● **Exercise requirements**
Convert the data below into a numbered list, omitting any blank lines.

● **Extracted information**
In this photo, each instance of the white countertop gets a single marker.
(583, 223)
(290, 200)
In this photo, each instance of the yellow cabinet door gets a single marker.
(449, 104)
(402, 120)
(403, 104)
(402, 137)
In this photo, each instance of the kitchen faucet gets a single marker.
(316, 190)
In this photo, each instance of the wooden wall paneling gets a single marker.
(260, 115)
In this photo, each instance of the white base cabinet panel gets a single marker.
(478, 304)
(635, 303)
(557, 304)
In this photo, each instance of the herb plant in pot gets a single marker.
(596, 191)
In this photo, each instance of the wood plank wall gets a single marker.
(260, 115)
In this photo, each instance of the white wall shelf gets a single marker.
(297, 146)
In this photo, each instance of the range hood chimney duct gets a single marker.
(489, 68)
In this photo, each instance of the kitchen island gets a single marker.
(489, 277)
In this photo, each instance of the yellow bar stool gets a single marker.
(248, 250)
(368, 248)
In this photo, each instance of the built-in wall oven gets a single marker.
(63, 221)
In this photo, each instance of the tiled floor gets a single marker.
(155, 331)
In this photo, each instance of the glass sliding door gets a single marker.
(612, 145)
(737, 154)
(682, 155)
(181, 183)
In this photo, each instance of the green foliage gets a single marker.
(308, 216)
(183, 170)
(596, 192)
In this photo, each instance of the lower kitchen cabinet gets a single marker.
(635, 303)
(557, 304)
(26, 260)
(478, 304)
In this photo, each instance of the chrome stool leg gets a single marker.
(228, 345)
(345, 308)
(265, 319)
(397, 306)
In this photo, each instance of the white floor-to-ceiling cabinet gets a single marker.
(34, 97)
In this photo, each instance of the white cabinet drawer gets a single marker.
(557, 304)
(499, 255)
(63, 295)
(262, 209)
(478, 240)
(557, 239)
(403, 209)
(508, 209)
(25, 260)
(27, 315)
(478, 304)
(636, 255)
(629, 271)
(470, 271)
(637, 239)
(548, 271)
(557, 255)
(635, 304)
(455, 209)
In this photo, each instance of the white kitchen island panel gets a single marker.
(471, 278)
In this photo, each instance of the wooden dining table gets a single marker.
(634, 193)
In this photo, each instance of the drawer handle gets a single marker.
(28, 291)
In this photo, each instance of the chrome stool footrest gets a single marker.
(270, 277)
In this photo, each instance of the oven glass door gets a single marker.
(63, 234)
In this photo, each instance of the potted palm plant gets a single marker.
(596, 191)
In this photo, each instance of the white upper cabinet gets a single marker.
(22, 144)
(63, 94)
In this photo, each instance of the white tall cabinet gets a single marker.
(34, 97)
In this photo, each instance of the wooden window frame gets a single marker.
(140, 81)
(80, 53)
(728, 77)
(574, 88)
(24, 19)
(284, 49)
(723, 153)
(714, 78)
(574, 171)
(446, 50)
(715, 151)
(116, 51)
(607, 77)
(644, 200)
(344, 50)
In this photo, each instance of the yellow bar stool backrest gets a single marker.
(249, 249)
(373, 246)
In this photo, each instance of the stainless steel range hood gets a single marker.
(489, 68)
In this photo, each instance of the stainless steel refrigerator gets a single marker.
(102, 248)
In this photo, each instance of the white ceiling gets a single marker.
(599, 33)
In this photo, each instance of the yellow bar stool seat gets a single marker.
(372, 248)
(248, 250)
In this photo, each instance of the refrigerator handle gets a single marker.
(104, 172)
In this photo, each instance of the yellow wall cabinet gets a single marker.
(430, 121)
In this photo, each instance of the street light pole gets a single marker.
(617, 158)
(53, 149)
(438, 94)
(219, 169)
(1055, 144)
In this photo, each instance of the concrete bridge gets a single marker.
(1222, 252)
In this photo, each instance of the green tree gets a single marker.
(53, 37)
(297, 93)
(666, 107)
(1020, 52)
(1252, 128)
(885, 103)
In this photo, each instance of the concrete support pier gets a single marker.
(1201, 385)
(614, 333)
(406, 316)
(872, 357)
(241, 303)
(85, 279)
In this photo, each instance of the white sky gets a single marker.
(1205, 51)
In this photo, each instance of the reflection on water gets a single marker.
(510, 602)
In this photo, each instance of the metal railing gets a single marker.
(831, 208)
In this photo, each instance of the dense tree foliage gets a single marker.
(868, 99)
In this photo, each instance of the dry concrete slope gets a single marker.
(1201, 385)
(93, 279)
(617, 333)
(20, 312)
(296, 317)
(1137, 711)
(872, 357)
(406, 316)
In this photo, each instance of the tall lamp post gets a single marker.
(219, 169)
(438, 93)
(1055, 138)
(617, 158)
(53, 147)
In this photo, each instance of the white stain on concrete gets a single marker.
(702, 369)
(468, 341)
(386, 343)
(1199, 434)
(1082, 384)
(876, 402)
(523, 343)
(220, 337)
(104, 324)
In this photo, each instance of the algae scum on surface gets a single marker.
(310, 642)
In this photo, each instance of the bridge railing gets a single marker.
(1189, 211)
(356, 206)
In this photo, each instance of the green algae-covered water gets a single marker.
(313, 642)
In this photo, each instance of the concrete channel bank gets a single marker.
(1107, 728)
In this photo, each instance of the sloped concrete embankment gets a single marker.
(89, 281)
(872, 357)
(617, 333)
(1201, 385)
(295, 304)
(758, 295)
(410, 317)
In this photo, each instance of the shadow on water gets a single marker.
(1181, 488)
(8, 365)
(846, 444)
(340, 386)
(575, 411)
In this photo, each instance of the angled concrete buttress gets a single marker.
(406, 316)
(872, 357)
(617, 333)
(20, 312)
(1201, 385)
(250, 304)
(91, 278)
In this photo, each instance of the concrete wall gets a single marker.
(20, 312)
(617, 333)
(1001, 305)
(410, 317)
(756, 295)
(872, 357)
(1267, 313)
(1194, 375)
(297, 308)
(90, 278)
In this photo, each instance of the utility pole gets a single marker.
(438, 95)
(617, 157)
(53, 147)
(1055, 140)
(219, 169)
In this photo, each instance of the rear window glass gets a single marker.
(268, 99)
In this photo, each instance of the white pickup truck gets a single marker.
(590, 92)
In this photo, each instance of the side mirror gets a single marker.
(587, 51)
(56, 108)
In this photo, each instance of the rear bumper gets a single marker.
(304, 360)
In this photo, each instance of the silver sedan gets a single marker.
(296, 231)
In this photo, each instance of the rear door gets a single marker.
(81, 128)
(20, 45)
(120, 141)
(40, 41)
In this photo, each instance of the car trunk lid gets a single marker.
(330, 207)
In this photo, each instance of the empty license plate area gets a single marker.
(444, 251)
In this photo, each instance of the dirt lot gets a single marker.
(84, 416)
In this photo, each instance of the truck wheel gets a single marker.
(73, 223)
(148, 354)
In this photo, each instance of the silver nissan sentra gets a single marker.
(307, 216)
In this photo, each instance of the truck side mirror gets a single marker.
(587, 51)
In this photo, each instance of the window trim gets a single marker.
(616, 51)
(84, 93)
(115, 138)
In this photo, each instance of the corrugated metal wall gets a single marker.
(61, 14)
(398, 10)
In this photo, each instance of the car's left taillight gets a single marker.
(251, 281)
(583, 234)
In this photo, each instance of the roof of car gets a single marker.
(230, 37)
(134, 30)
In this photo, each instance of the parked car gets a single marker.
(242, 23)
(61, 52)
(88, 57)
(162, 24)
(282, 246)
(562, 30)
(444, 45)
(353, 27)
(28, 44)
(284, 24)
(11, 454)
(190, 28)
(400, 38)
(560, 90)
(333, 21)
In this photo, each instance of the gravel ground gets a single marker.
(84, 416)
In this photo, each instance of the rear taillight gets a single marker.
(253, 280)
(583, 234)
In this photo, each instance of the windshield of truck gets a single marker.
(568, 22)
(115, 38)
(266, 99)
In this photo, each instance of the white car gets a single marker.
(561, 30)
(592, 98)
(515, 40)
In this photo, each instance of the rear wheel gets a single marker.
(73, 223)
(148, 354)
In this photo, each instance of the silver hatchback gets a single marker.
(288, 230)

● **Output of the task**
1. In this photo, each instance of the white countertop gets a single marker.
2. (583, 223)
3. (290, 200)
4. In this photo, each instance of the yellow cabinet door gets a single marker.
5. (449, 104)
6. (402, 120)
7. (403, 104)
8. (402, 137)
9. In this photo, each instance of the kitchen faucet gets a single marker.
10. (316, 190)
11. In this photo, each instance of the wooden wall paneling gets a single marker.
12. (260, 115)
13. In this photo, each instance of the white base cabinet panel gets a single marker.
14. (478, 304)
15. (635, 303)
16. (557, 304)
17. In this photo, each instance of the herb plant in pot gets a single marker.
18. (596, 191)
19. In this photo, each instance of the wood plank wall gets a single marker.
20. (260, 115)
21. In this photo, each instance of the white wall shelf gets a single marker.
22. (297, 146)
23. In this photo, each instance of the range hood chimney duct gets a single marker.
24. (489, 68)
25. In this photo, each instance of the kitchen island gets a single marker.
26. (489, 277)
27. In this photo, each instance of the yellow bar stool gets a single marker.
28. (248, 250)
29. (368, 248)
30. In this photo, each instance of the built-in wall oven gets a single marker.
31. (63, 221)
32. In this photo, each instance of the tiled floor gets a single marker.
33. (155, 331)
34. In this photo, each instance of the glass sliding door gets a single marker.
35. (612, 145)
36. (737, 154)
37. (682, 155)
38. (181, 183)
39. In this photo, each instance of the green foliage gets a single marker.
40. (308, 216)
41. (183, 170)
42. (596, 192)
43. In this photo, each instance of the lower kitchen cabinet gets a single marker.
44. (635, 303)
45. (557, 304)
46. (26, 260)
47. (478, 304)
48. In this photo, each instance of the chrome stool leg gets a single marker.
49. (228, 345)
50. (345, 308)
51. (265, 319)
52. (397, 306)
53. In this photo, each instance of the white floor-to-ceiling cabinet gets a single marker.
54. (34, 97)
55. In this photo, each instance of the white cabinet drawer gets a single marker.
56. (557, 304)
57. (499, 255)
58. (63, 295)
59. (262, 209)
60. (478, 240)
61. (557, 239)
62. (403, 209)
63. (508, 209)
64. (25, 260)
65. (27, 315)
66. (478, 304)
67. (636, 255)
68. (629, 271)
69. (470, 271)
70. (637, 239)
71. (548, 271)
72. (557, 255)
73. (635, 304)
74. (455, 209)
75. In this photo, each instance of the white kitchen island panel gets a single marker.
76. (471, 278)
77. In this photo, each instance of the wooden dining table gets a single marker.
78. (634, 193)
79. In this photo, each instance of the drawer handle gets a single marker.
80. (28, 291)
81. In this photo, each instance of the chrome stool footrest gets a single marker.
82. (270, 277)
83. In this photo, each instance of the oven glass door gets a single marker.
84. (63, 234)
85. In this photo, each instance of the potted palm plant gets a single marker.
86. (596, 191)
87. In this photo, each instance of the white upper cabinet gets a single marker.
88. (22, 144)
89. (63, 94)
90. In this photo, each instance of the white tall cabinet gets a single marker.
91. (34, 97)
92. In this photo, each instance of the wooden window frame gets a single marker.
93. (140, 81)
94. (80, 53)
95. (728, 77)
96. (574, 88)
97. (24, 19)
98. (284, 49)
99. (723, 153)
100. (714, 78)
101. (574, 171)
102. (446, 50)
103. (715, 151)
104. (116, 51)
105. (607, 77)
106. (644, 200)
107. (344, 50)
108. In this photo, each instance of the yellow bar stool backrest gets a single marker.
109. (249, 249)
110. (373, 246)
111. In this photo, each instance of the stainless steel range hood gets a single marker.
112. (489, 68)
113. In this photo, each instance of the stainless steel refrigerator gets a single marker.
114. (102, 248)
115. In this photo, each instance of the white ceiling gets a single marker.
116. (599, 33)
117. In this photo, each instance of the yellow bar stool seat gets a single marker.
118. (372, 248)
119. (248, 250)
120. In this photo, each instance of the refrigerator handle gets a single marker.
121. (104, 172)
122. In this photo, each instance of the yellow wall cabinet gets a single marker.
123. (430, 121)
124. In this photo, each instance of the street light pole gets a single marker.
125. (617, 158)
126. (53, 149)
127. (438, 94)
128. (219, 169)
129. (1055, 144)
130. In this photo, each instance of the concrete bridge gets a single marker.
131. (1222, 252)
132. In this photo, each instance of the green tree gets a single marker.
133. (53, 37)
134. (297, 93)
135. (666, 107)
136. (1020, 52)
137. (1252, 128)
138. (885, 103)
139. In this photo, each instance of the concrete support pier gets a single marker.
140. (1201, 385)
141. (614, 333)
142. (406, 316)
143. (872, 357)
144. (241, 303)
145. (85, 279)
146. In this photo, each instance of the white sky gets a single marker.
147. (1205, 51)
148. In this photo, each instance of the reflection on water gets a single marker.
149. (510, 602)
150. In this photo, each instance of the metal railing gets a single marker.
151. (831, 208)
152. In this photo, each instance of the dense tree foliage gets a single marker.
153. (868, 99)
154. In this photo, each instance of the dry concrete slope gets a single marker.
155. (1201, 385)
156. (93, 279)
157. (617, 333)
158. (20, 312)
159. (296, 317)
160. (1137, 711)
161. (872, 357)
162. (406, 316)
163. In this photo, each instance of the tall lamp post gets a single marker.
164. (219, 169)
165. (438, 93)
166. (1055, 138)
167. (617, 158)
168. (53, 147)
169. In this photo, each instance of the white stain on concrete gets a single marker.
170. (702, 369)
171. (468, 341)
172. (386, 343)
173. (1199, 434)
174. (1082, 384)
175. (876, 402)
176. (523, 343)
177. (220, 337)
178. (104, 324)
179. In this photo, each instance of the algae scum on surface gets a single marker.
180. (310, 642)
181. In this photo, each instance of the bridge railing gets a single marker.
182. (1189, 211)
183. (356, 206)
184. In this photo, each instance of the green algae-covered water gets a single marker.
185. (313, 642)
186. In this photo, each instance of the concrete channel bank gets a single marker.
187. (1107, 728)
188. In this photo, each instance of the sloped concrete embankment gets a single marker.
189. (89, 281)
190. (872, 357)
191. (617, 333)
192. (1201, 385)
193. (295, 304)
194. (758, 295)
195. (410, 317)
196. In this photo, each instance of the shadow on water gets a single marker.
197. (1181, 488)
198. (8, 365)
199. (846, 444)
200. (340, 386)
201. (575, 411)
202. In this photo, each instance of the angled concrete buttress gets a single marker.
203. (406, 316)
204. (872, 357)
205. (617, 333)
206. (20, 312)
207. (1201, 385)
208. (250, 304)
209. (91, 278)
210. In this photo, each instance of the concrete wall gets a single marker.
211. (20, 312)
212. (617, 333)
213. (1001, 305)
214. (410, 317)
215. (756, 295)
216. (872, 357)
217. (1267, 313)
218. (1194, 375)
219. (297, 308)
220. (90, 278)
221. In this photo, each instance of the utility pole gets a single marker.
222. (438, 95)
223. (617, 157)
224. (53, 147)
225. (1055, 140)
226. (219, 169)
227. In this photo, each instance of the rear window glass gets a single marker.
228. (268, 99)
229. In this photo, each instance of the white pickup truck gets a single marker.
230. (590, 92)
231. In this photo, each instance of the side mirror gets a single marker.
232. (587, 51)
233. (56, 108)
234. In this photo, each instance of the rear bumper gets a single marker.
235. (304, 360)
236. In this photo, each instance of the silver sedan gets a single marker.
237. (296, 231)
238. In this photo, each instance of the rear door gets a single marker.
239. (81, 128)
240. (20, 45)
241. (120, 141)
242. (40, 41)
243. In this photo, each instance of the car trunk lid gets a single marker.
244. (330, 207)
245. In this photo, each instance of the empty license plate area gets a single marker.
246. (444, 251)
247. In this photo, each instance of the dirt lot gets a single marker.
248. (84, 416)
249. In this photo, each instance of the truck wheel gets a single marker.
250. (73, 223)
251. (148, 354)
252. In this photo, each instance of the silver nissan sentra gets a single marker.
253. (307, 216)
254. In this photo, each instance of the truck side mirror gets a single marker.
255. (587, 51)
256. In this photo, each instance of the window trim gets a single marker.
257. (616, 51)
258. (84, 93)
259. (115, 138)
260. In this photo, each instance of the corrugated metal wall gets a single marker.
261. (61, 14)
262. (398, 10)
263. In this photo, each instance of the car's left taillight gets a single marker.
264. (251, 281)
265. (583, 234)
266. In this photo, each instance of the roof of car gets a single marker.
267. (230, 37)
268. (134, 30)
269. In this photo, each instance of the parked car gets a single marker.
270. (242, 23)
271. (61, 52)
272. (88, 57)
273. (162, 24)
274. (282, 246)
275. (562, 30)
276. (444, 45)
277. (353, 27)
278. (28, 44)
279. (284, 24)
280. (11, 454)
281. (190, 28)
282. (400, 38)
283. (560, 90)
284. (333, 21)
285. In this photo, each instance of the gravel ground gets a single marker.
286. (84, 416)
287. In this photo, each instance of the rear taillight gets a single marker.
288. (253, 280)
289. (583, 234)
290. In this photo, each instance of the windshield of truck gets a single marker.
291. (568, 22)
292. (115, 38)
293. (266, 99)
294. In this photo, each instance of the white car gets a single marker.
295. (561, 30)
296. (592, 98)
297. (515, 40)
298. In this photo, each instance of the rear wheel gets a single marker.
299. (73, 223)
300. (148, 354)
301. In this photo, each instance of the silver hatchback gets a single marker.
302. (288, 230)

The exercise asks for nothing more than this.